Work to complete.
A faithful copy of the entries is needed, one that leaves out the pictures.

Records supplied.
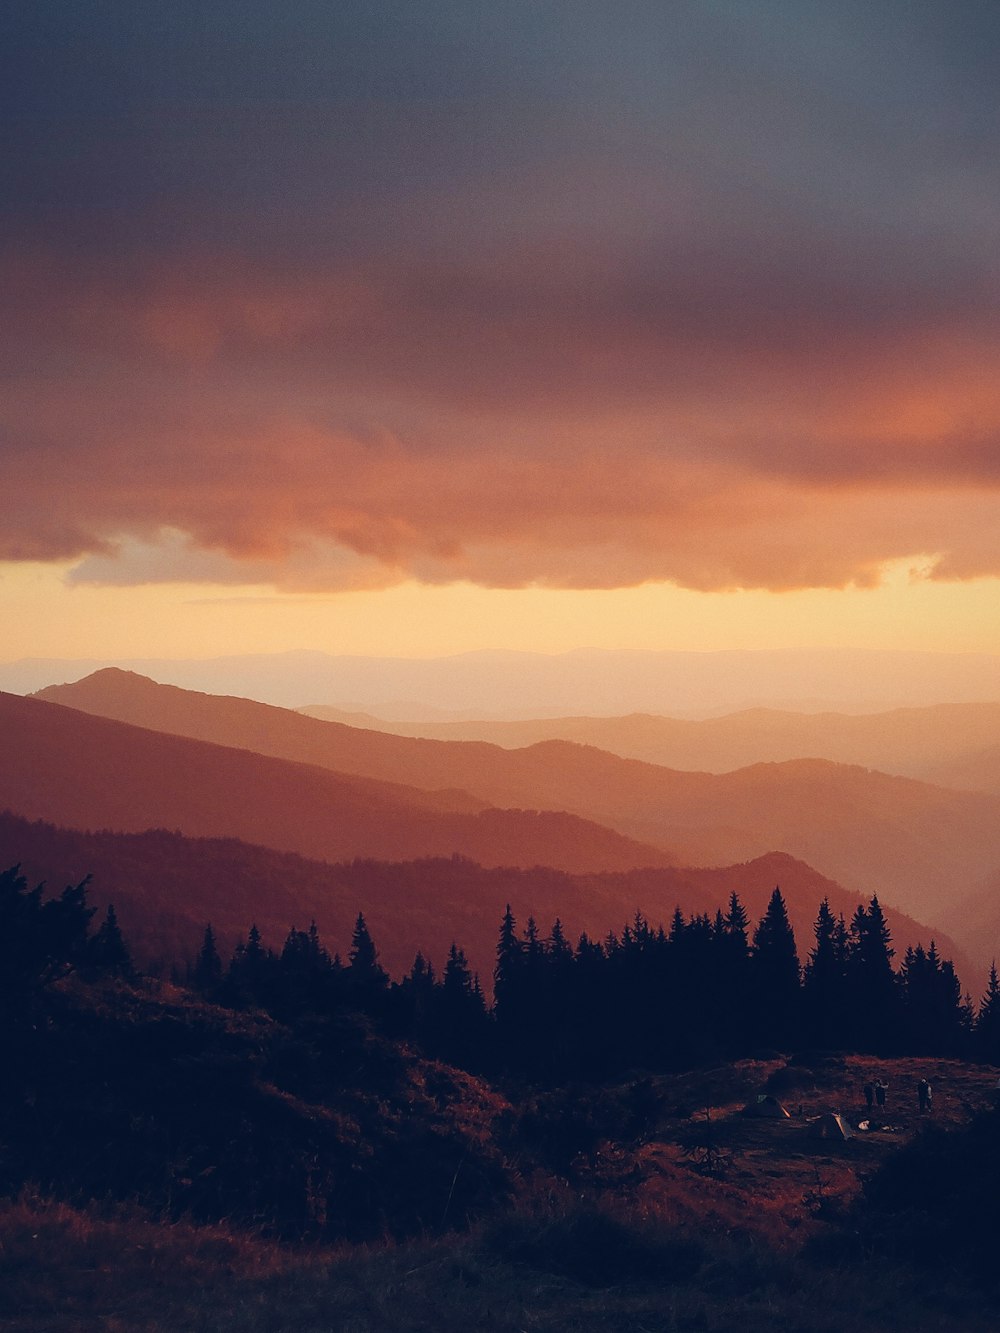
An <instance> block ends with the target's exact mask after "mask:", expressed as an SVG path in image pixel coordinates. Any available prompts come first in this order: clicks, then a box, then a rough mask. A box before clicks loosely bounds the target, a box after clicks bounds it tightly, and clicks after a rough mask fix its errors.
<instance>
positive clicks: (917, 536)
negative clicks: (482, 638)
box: [0, 249, 1000, 589]
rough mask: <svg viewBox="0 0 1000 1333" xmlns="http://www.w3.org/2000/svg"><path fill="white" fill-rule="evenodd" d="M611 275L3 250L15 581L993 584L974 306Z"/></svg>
mask: <svg viewBox="0 0 1000 1333" xmlns="http://www.w3.org/2000/svg"><path fill="white" fill-rule="evenodd" d="M600 260H601V257H600V256H595V255H592V253H587V252H583V251H580V252H573V251H572V249H567V251H565V252H564V253H561V255H559V256H553V255H552V253H551V252H548V251H540V252H535V253H527V252H525V253H513V255H507V256H503V263H501V264H500V267H497V268H496V269H491V268H489V265H487V264H485V263H484V261H483V260H476V261H469V263H468V264H465V265H464V267H463V265H461V264H452V265H451V267H448V265H441V264H440V263H436V261H435V263H427V264H420V263H417V261H416V260H413V259H411V261H409V263H408V264H407V265H403V267H400V265H397V264H393V265H389V264H383V265H381V267H379V265H372V264H359V265H355V267H353V268H348V267H344V265H340V267H336V265H335V267H332V268H329V269H328V271H324V269H319V271H317V272H316V273H309V275H301V273H297V272H293V271H289V272H283V271H281V269H280V268H275V267H272V268H269V269H264V271H261V272H255V271H248V269H247V268H245V267H233V265H232V264H227V263H221V261H219V263H216V264H213V265H208V264H201V265H195V267H191V265H188V267H187V269H185V271H184V272H183V273H181V272H180V271H179V269H177V268H172V267H171V268H155V267H153V268H147V269H144V271H143V272H141V273H140V275H139V277H137V280H136V281H133V283H124V281H123V280H121V277H120V276H119V277H117V279H116V280H115V281H111V283H109V281H105V280H103V277H101V275H93V273H91V275H87V273H77V275H75V273H72V272H69V271H67V269H65V268H61V269H60V268H59V267H56V268H55V269H52V268H49V267H47V265H45V264H44V263H43V260H41V259H40V257H39V256H35V259H33V260H32V259H31V256H24V255H20V256H15V257H12V259H9V260H8V264H7V265H5V271H7V273H8V275H9V276H11V280H12V281H11V288H12V291H13V297H15V312H16V315H17V316H19V317H17V320H16V324H17V328H19V335H17V340H16V341H15V340H13V339H12V337H11V336H9V333H8V339H9V341H8V349H9V352H11V364H12V367H13V373H12V375H11V377H9V380H8V383H7V385H5V393H4V407H3V409H1V411H3V424H4V428H5V437H7V441H8V443H7V445H5V447H4V479H5V487H7V496H8V504H7V505H5V508H4V515H3V517H1V519H0V557H3V559H8V560H24V559H33V560H37V559H53V560H55V559H65V557H73V556H79V557H81V560H83V564H81V567H80V569H79V572H77V576H76V577H77V579H81V580H95V581H111V583H119V581H155V580H164V579H173V577H184V579H188V580H189V579H205V580H212V581H229V583H239V581H247V583H255V584H257V583H261V581H269V583H273V584H275V585H276V587H281V588H307V589H317V588H343V587H383V585H387V584H391V583H393V581H400V580H404V579H408V577H416V579H420V580H424V581H427V583H448V581H452V580H460V579H461V580H471V581H473V583H480V584H484V585H487V587H504V588H511V587H521V585H528V584H537V585H547V587H569V588H613V587H623V585H633V584H639V583H643V581H647V580H664V579H665V580H673V581H676V583H677V584H681V585H684V587H688V588H697V589H719V588H735V587H748V588H773V589H785V588H805V587H844V585H847V584H851V583H853V584H860V585H869V584H872V583H875V581H877V579H879V571H880V568H881V565H883V564H884V563H887V561H891V560H896V559H900V557H916V556H931V557H932V560H933V561H935V563H933V564H932V573H933V576H935V577H956V579H964V577H976V576H980V575H985V573H1000V521H997V520H999V519H1000V389H999V388H997V385H996V377H995V373H993V368H995V365H996V355H997V345H996V341H997V340H996V339H995V337H992V336H991V331H989V329H988V328H987V327H985V324H984V321H983V320H981V319H980V316H979V313H977V309H976V308H975V303H973V305H972V308H971V309H965V311H964V313H963V312H960V311H957V309H947V308H944V307H941V303H940V300H937V299H935V300H932V299H931V296H929V295H928V296H927V299H925V300H923V303H921V301H920V300H916V299H915V300H913V301H911V303H909V304H905V305H904V304H903V303H900V301H896V304H895V305H893V304H892V303H889V308H888V309H885V308H881V309H877V311H875V312H872V309H871V307H867V308H865V309H863V311H860V312H855V313H853V316H852V313H851V312H849V311H847V309H845V308H844V301H843V300H835V293H832V292H828V293H827V296H828V308H827V309H825V315H824V308H823V307H821V305H820V304H819V303H817V301H816V304H813V305H811V304H809V301H807V299H805V295H804V292H801V291H799V288H797V285H796V284H797V283H799V279H796V275H795V272H792V273H791V275H784V283H785V285H784V287H780V285H775V287H772V288H768V287H767V284H765V281H764V280H765V279H768V277H769V280H771V281H772V284H780V281H781V275H777V273H769V272H768V271H767V267H765V269H764V271H763V272H757V273H744V275H743V276H741V277H739V275H735V273H733V272H728V273H723V275H717V273H716V275H712V273H708V272H704V271H703V272H699V271H693V272H683V273H667V272H664V271H663V267H660V269H657V268H656V265H653V271H652V272H649V273H645V275H643V273H641V272H639V271H635V269H633V268H631V267H628V265H625V267H624V268H623V267H621V265H619V267H617V268H616V265H613V264H603V263H601V261H600ZM813 295H815V293H813ZM917 295H919V293H917ZM887 300H888V297H887ZM165 533H172V535H173V536H169V537H165V536H164V535H165ZM177 535H180V537H179V536H177ZM157 544H160V545H159V547H157ZM157 549H159V551H160V556H159V559H157V556H156V552H157ZM116 551H117V555H116ZM140 553H141V555H140Z"/></svg>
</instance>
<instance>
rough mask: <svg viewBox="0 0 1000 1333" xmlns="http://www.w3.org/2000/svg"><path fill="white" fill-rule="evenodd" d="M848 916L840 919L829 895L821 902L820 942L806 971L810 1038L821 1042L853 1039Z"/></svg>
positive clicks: (813, 1043) (818, 941)
mask: <svg viewBox="0 0 1000 1333" xmlns="http://www.w3.org/2000/svg"><path fill="white" fill-rule="evenodd" d="M843 933H844V918H843V917H841V918H840V922H837V921H836V920H835V917H833V913H832V912H831V909H829V898H824V900H823V902H820V908H819V912H817V914H816V924H815V926H813V934H815V937H816V942H815V945H813V948H812V950H811V953H809V958H808V962H807V964H805V969H804V972H803V1009H804V1020H805V1029H807V1033H808V1040H809V1041H811V1042H813V1044H816V1045H819V1046H840V1045H844V1044H845V1042H847V1041H848V1040H849V1024H848V1005H847V958H845V953H844V948H843V942H841V940H843Z"/></svg>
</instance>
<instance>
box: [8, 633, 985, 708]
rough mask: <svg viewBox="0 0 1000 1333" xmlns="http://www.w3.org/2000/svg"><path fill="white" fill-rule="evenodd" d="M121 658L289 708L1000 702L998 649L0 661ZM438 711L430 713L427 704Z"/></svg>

Result of the exercise.
An <instance> block ends with the target's exact mask after "mask:", expressed as an SVG path in image pixel coordinates. Any available prompts come first in this order: clicks, then a box, then a rough mask. A box before clicks loosely bounds the target, a box after clicks bounds it tightly, and clicks after a rough mask fix its errors.
<instance>
positive clicks: (917, 536)
negative clicks: (482, 638)
box: [0, 249, 1000, 589]
rough mask: <svg viewBox="0 0 1000 1333" xmlns="http://www.w3.org/2000/svg"><path fill="white" fill-rule="evenodd" d="M611 275L3 250L15 581L993 584L974 306Z"/></svg>
mask: <svg viewBox="0 0 1000 1333" xmlns="http://www.w3.org/2000/svg"><path fill="white" fill-rule="evenodd" d="M600 260H601V257H600V256H595V255H592V253H587V252H583V251H580V252H573V251H572V249H567V251H565V252H564V253H561V255H559V256H553V255H552V253H551V252H548V251H540V252H535V253H527V252H525V253H513V255H507V256H503V263H501V264H500V267H497V268H496V269H491V268H489V265H487V264H485V263H484V261H483V260H476V261H469V263H468V264H465V265H464V267H463V265H461V264H452V265H451V267H448V265H441V264H440V263H436V261H435V263H427V264H420V263H417V261H416V260H413V259H411V261H409V263H408V264H407V265H403V267H400V265H397V264H393V265H389V264H383V265H381V267H379V265H372V264H359V265H355V267H353V268H348V267H344V265H340V267H336V265H335V267H332V268H329V269H328V271H324V269H319V271H317V272H316V273H309V275H301V273H297V272H293V271H289V272H283V271H281V269H280V268H275V267H272V268H269V269H264V271H261V272H255V271H248V269H247V268H245V267H233V265H232V264H227V263H221V261H219V263H216V264H213V265H208V264H201V265H195V267H191V265H188V267H187V269H185V271H184V272H183V273H181V272H180V271H179V269H177V268H172V267H171V268H155V267H153V268H147V269H144V271H143V272H141V273H140V275H139V277H137V280H136V281H133V283H124V281H123V280H121V277H120V276H119V277H117V279H116V280H115V281H111V283H109V281H105V280H103V277H101V275H93V273H91V275H87V273H77V275H75V273H72V272H69V271H67V269H65V268H61V269H60V268H59V267H56V268H55V269H52V268H49V267H47V265H45V264H44V263H43V260H41V259H40V257H39V256H35V259H33V260H32V259H31V256H24V255H20V256H15V257H12V259H9V260H8V264H7V265H5V271H7V273H8V275H9V276H11V280H12V281H11V288H12V291H13V297H15V312H16V315H17V316H19V317H17V320H16V324H17V328H19V335H17V340H16V341H15V340H13V339H12V337H11V336H9V333H8V339H9V341H8V349H9V352H11V364H12V367H13V373H12V375H11V377H9V380H8V383H7V385H5V393H4V407H3V409H1V411H3V424H4V428H5V437H7V441H8V443H7V445H5V447H4V479H5V487H7V496H8V504H7V505H5V508H4V515H3V517H1V519H0V557H3V559H8V560H24V559H33V560H37V559H53V560H55V559H65V557H73V556H79V557H81V560H83V564H81V567H80V569H79V572H77V576H76V577H77V579H81V580H95V581H111V583H119V581H155V580H164V579H173V577H184V579H188V580H189V579H205V580H212V581H229V583H239V581H247V583H255V584H257V583H261V581H269V583H273V584H275V585H276V587H281V588H307V589H317V588H343V587H383V585H387V584H391V583H393V581H400V580H404V579H408V577H416V579H420V580H424V581H427V583H448V581H452V580H460V579H461V580H471V581H473V583H480V584H484V585H487V587H504V588H511V587H521V585H528V584H537V585H547V587H569V588H613V587H623V585H633V584H639V583H643V581H647V580H664V579H665V580H673V581H676V583H677V584H681V585H684V587H688V588H697V589H719V588H735V587H748V588H773V589H785V588H805V587H844V585H847V584H851V583H853V584H860V585H869V584H872V583H875V581H877V579H879V571H880V568H881V565H883V564H884V563H887V561H891V560H896V559H900V557H916V556H931V557H932V560H933V561H935V563H933V564H932V573H933V576H935V577H956V579H964V577H976V576H980V575H985V573H1000V521H997V520H999V519H1000V389H999V388H997V385H996V377H995V373H993V368H995V365H996V355H997V345H996V341H997V340H996V339H995V337H992V336H991V331H989V329H988V328H987V327H985V324H984V321H983V320H981V319H980V316H979V313H977V309H976V308H975V303H973V305H972V308H971V309H965V311H964V313H963V312H960V311H957V309H947V308H944V307H941V303H940V300H937V299H935V300H932V299H931V296H929V295H928V296H927V299H925V300H923V303H921V301H920V300H916V299H915V300H913V301H911V303H909V304H905V305H904V304H903V303H900V301H896V304H895V305H893V304H892V303H889V308H888V309H885V308H881V309H877V311H875V312H872V309H871V307H867V308H865V309H863V311H860V312H855V313H853V316H852V313H851V312H849V311H847V309H845V308H844V301H843V300H835V293H832V292H828V293H827V296H828V308H827V309H825V315H824V308H823V307H821V305H820V304H819V303H817V301H816V304H813V305H811V304H809V301H807V299H805V295H804V292H801V291H799V288H797V285H796V284H797V283H799V279H796V275H795V272H792V273H791V275H784V283H785V285H784V287H780V285H775V287H772V288H768V287H767V284H765V281H764V280H765V279H768V277H769V280H771V281H772V284H780V281H781V275H777V273H769V272H768V271H767V267H765V269H764V271H763V272H757V273H744V275H743V276H741V277H739V275H735V273H733V272H728V273H723V275H717V273H716V275H712V273H708V272H704V271H703V272H699V271H693V272H683V273H667V272H664V271H663V267H660V269H657V268H656V265H653V271H652V272H649V273H645V275H643V273H641V272H639V271H635V269H633V268H631V267H628V265H625V267H624V268H623V267H621V265H619V267H617V268H616V265H613V264H603V263H601V261H600ZM813 295H815V293H813ZM917 295H919V293H917ZM887 300H888V297H887ZM165 533H172V535H173V536H169V537H165V536H164V535H165ZM177 535H180V537H179V536H177ZM157 544H160V545H159V547H157ZM157 549H159V551H160V556H159V559H157V556H156V552H157ZM116 551H117V555H116ZM140 553H141V555H140Z"/></svg>
</instance>
<instance>
rough mask: <svg viewBox="0 0 1000 1333" xmlns="http://www.w3.org/2000/svg"><path fill="white" fill-rule="evenodd" d="M848 916L840 919L829 895L821 902L820 942L806 971L810 1038L821 1042L853 1039Z"/></svg>
positive clicks: (813, 1043) (818, 941)
mask: <svg viewBox="0 0 1000 1333" xmlns="http://www.w3.org/2000/svg"><path fill="white" fill-rule="evenodd" d="M843 933H844V918H843V917H841V918H840V922H837V921H836V920H835V917H833V913H832V912H831V909H829V898H824V900H823V902H820V908H819V912H817V914H816V924H815V926H813V934H815V937H816V942H815V945H813V948H812V950H811V953H809V958H808V962H807V964H805V969H804V972H803V1009H804V1020H805V1029H807V1033H808V1040H809V1041H811V1042H813V1044H816V1045H819V1046H840V1045H844V1044H845V1042H847V1041H848V1040H849V1024H848V1005H847V958H845V953H844V948H843V942H841V940H843Z"/></svg>
</instance>
<instance>
box: [8, 633, 985, 708]
rough mask: <svg viewBox="0 0 1000 1333" xmlns="http://www.w3.org/2000/svg"><path fill="white" fill-rule="evenodd" d="M121 658L289 708L1000 702L998 649L0 661ZM438 711L430 713L427 704Z"/></svg>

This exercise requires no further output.